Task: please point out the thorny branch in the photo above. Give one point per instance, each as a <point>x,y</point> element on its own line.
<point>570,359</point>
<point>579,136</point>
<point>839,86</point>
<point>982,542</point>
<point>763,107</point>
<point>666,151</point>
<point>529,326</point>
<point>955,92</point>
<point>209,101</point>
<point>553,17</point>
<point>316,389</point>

****************************************

◆ TASK INSTRUCTIONS:
Each line of the listing above should be output exactly.

◆ RESPONSE AREA:
Task: please point out the thorny branch in the photo above. Give one point per instance, each as a <point>x,y</point> element on its own line.
<point>570,359</point>
<point>579,136</point>
<point>839,86</point>
<point>982,542</point>
<point>763,107</point>
<point>666,151</point>
<point>529,326</point>
<point>955,92</point>
<point>209,101</point>
<point>553,17</point>
<point>316,389</point>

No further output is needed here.